*STATED PROBLEM:* Write out every line of all the entries below again, requests included, but scale each point coordinate in the answers by 2.25 and round it to a whole number, with halves rounding up. Leave the pictures out of your answer.

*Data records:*
----------------------------------------
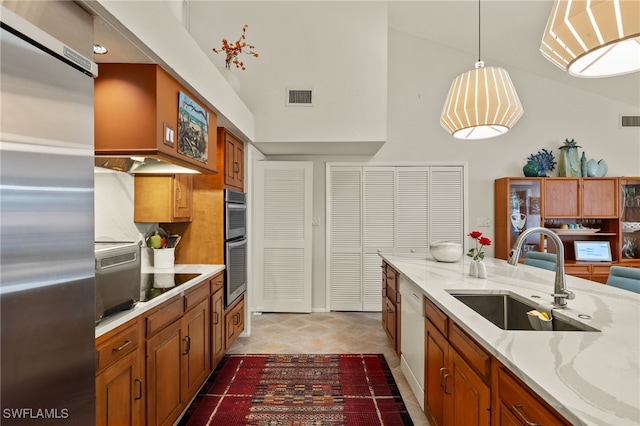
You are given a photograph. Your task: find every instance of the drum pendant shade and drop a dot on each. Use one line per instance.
(593, 38)
(482, 103)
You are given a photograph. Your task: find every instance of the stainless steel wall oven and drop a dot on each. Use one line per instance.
(235, 255)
----------------------------------------
*RESPONSE TO THE TASK:*
You are given a photograph. Your task: find every instance of the drum pendant shade and drop a dot on each. Use one line per instance.
(1334, 86)
(1085, 232)
You are given a photograph. Your task: find every instance of the stainless steel wall oven and drop a dot on each. Use one line per instance.
(529, 574)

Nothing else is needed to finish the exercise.